Предложенный текст —
>>>

Страница 86 из 90
Достижения сельского хозяйства не гарантируют, конечно, что человечество не вымрет от недостатка еды — никакой прогресс не был бы способен угнаться за геометрическим ростом населения. Но сельскохозяйственная революция вместе с новыми технологиями планирования семьи довольно быстро привела к еще одному неожиданному результату: рост населения тоже замедлился. Полвека назад у женщины в Азии и Латинской Америке было шесть детей, сегодня — двое. Большая часть населения Земли уже сейчас живет в странах с плодовитостью ниже порога воспроизводства — на каждую мать не приходится и одной полноценной дочери. Вполне вероятно, что уже не наступит момент, недавно казавшийся неизбежным, когда на Земле будет одновременно находиться 10 млрд человек. Оказалось, что после того, как дети перестают умирать от голода, люди начинают заводить меньше детей.

<<<

Ваше задание —
Пожалуйста, продолжите текст о сельском хозяйстве и росте населения, начав сразу после его последнего предложения.

Предоставленные материалы —
>>>

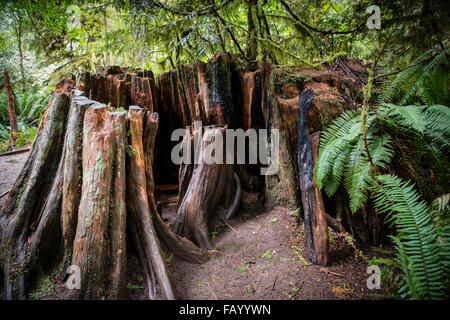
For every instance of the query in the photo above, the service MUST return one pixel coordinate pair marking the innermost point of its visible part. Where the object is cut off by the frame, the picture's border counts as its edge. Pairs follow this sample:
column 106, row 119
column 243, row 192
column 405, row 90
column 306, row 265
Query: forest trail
column 257, row 256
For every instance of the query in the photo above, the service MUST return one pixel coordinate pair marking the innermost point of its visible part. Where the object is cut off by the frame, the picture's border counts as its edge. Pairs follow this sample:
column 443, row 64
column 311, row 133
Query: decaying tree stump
column 209, row 185
column 78, row 167
column 315, row 224
column 11, row 110
column 86, row 192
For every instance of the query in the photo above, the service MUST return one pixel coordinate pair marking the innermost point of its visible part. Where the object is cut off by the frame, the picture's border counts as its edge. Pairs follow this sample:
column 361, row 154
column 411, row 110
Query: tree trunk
column 11, row 111
column 67, row 206
column 315, row 224
column 207, row 188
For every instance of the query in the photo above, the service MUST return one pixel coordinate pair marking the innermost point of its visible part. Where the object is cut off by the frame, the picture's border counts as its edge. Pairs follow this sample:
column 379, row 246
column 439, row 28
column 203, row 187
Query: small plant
column 44, row 286
column 131, row 286
column 267, row 254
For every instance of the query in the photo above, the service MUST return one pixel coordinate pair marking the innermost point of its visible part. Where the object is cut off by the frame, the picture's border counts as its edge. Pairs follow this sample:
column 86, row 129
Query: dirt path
column 258, row 255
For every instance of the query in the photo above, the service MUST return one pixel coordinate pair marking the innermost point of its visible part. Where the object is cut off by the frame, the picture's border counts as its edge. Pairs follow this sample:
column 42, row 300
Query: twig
column 273, row 285
column 5, row 193
column 229, row 225
column 299, row 288
column 212, row 291
column 9, row 153
column 326, row 271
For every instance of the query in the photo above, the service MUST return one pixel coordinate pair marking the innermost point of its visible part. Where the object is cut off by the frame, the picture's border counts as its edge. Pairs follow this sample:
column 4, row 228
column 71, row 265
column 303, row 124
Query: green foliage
column 26, row 137
column 30, row 107
column 422, row 240
column 44, row 286
column 426, row 80
column 418, row 250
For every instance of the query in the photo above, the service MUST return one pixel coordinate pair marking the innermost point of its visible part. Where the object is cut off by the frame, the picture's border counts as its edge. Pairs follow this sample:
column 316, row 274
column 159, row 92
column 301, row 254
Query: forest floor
column 257, row 255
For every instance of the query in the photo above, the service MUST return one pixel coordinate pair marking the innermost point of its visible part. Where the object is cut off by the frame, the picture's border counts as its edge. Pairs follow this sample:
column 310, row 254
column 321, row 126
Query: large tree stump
column 11, row 106
column 68, row 203
column 315, row 224
column 210, row 184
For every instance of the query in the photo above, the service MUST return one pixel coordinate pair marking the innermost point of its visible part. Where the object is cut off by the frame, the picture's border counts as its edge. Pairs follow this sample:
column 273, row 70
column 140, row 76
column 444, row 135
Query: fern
column 417, row 246
column 359, row 173
column 334, row 142
column 428, row 82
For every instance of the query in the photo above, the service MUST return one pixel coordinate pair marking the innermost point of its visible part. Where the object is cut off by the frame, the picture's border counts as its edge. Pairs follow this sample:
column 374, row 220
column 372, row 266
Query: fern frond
column 417, row 234
column 425, row 75
column 358, row 175
column 334, row 142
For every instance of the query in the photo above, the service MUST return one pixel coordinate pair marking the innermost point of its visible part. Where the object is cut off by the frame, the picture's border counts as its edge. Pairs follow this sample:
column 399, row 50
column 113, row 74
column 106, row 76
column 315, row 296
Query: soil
column 258, row 255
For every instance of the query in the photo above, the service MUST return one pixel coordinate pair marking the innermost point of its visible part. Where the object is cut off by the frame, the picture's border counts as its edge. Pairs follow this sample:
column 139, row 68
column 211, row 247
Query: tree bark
column 11, row 102
column 315, row 224
column 206, row 190
column 20, row 214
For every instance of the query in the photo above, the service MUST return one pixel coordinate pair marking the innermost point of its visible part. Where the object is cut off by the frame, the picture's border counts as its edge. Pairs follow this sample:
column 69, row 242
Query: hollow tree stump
column 67, row 207
column 315, row 220
column 210, row 184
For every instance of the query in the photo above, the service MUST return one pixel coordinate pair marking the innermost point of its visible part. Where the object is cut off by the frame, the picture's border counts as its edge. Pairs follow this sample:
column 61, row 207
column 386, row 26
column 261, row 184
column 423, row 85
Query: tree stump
column 69, row 202
column 315, row 224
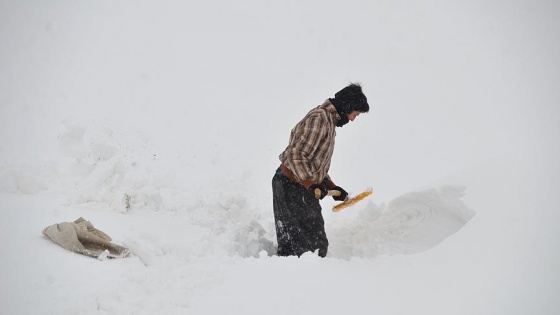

<<<

Готовое решение —
Вся человеческая цивилизация есть в некотором смысле продукт аграрной революции, случившейся в неолите. Несколько тысяч лет назад у людей впервые появился излишек пищи, позволивший им заниматься искусством, создавать письменность и иерархические сообщества, вести войны и строить города. Этот процесс, как и в ХХ веке, шел по всему миру — от Месопотамии до Мексики и от Эфиопии до Новой Гвинеи — и растянулся во времени почти на 10 тыс. лет. Но куда бы ни приходило сельское хозяйство, эффект был всегда один и тот же. Археологи, раскапывающие древние захоронения, раз за разом наблюдают одну и ту же картину: вслед за кукурузой или чечевицей, пшеницей или пшеном в человеческое общежитие приходят дети. Сельское хозяйство, освободив матерей от необходимости таскать свое потомство оврагами и дав какое-то подобие чувства сытости, позволило когда-то каждой женщине рожать по двое лишних детей, посчитал французский демограф Жан-Пьер Боке-Аппель. Эти дети через много тысяч лет, когда с развитием медицины перестали умирать в младенчестве, и обеспечили стремительный рост населения Земли.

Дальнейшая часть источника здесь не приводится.